§ **READING TEXT**:
2. My organs could potentially save dozens, which if you look at just the numbers is a conflict of interest. Even a moral person would probably at least have the thought: if I let this person die I could save many more than just this patient who may not wake up anyway. Maybe they don't try as hard to wake you up?

I am on the organ donor list through my (basically unused) drivers license.

I am reconsidering that as well.

Do any jurisdictions remain where ordinary folks need not fear for their lives in view of plug-pulling/organ-harvesting policy every time they need to go to an emergency room?

Anyone interested in the topic would find the book Twice Dead very interesting. I think death is a process rather than an event.

§ **EXERCISE DETAILS**: Please print everything in the organ donation post from "I am on the" down to "than an event.". The records have no connection to the organ donation post.

§ **SUPPLIED MATERIAL**:
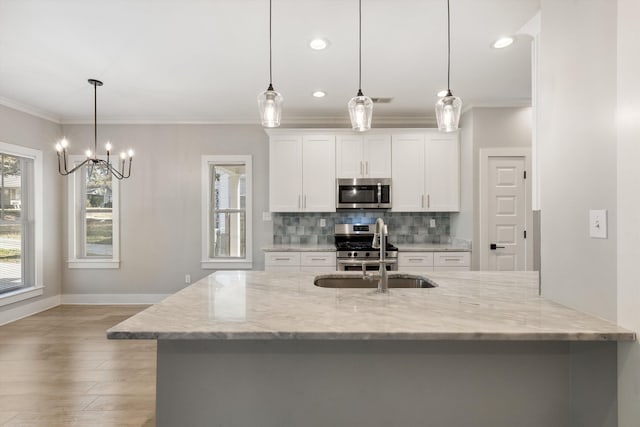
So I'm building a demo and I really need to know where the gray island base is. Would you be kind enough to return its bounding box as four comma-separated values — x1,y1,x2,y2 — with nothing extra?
107,272,635,427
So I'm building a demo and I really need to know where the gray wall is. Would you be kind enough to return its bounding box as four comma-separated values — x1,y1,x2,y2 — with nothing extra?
451,107,532,270
62,125,272,294
0,105,64,311
538,0,618,321
617,0,640,427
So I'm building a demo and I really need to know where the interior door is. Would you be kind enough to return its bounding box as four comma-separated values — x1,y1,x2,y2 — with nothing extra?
485,156,531,271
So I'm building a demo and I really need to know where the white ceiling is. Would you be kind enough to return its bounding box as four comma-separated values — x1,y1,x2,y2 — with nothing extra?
0,0,539,127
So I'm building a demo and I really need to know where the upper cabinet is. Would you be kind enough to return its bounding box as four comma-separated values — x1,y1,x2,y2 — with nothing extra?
336,134,391,178
269,134,336,212
392,132,460,212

§ **YOUR RESPONSE**:
I am on the organ donor list through my (basically unused) drivers license.

I am reconsidering that as well.

Do any jurisdictions remain where ordinary folks need not fear for their lives in view of plug-pulling/organ-harvesting policy every time they need to go to an emergency room?

Anyone interested in the topic would find the book Twice Dead very interesting. I think death is a process rather than an event.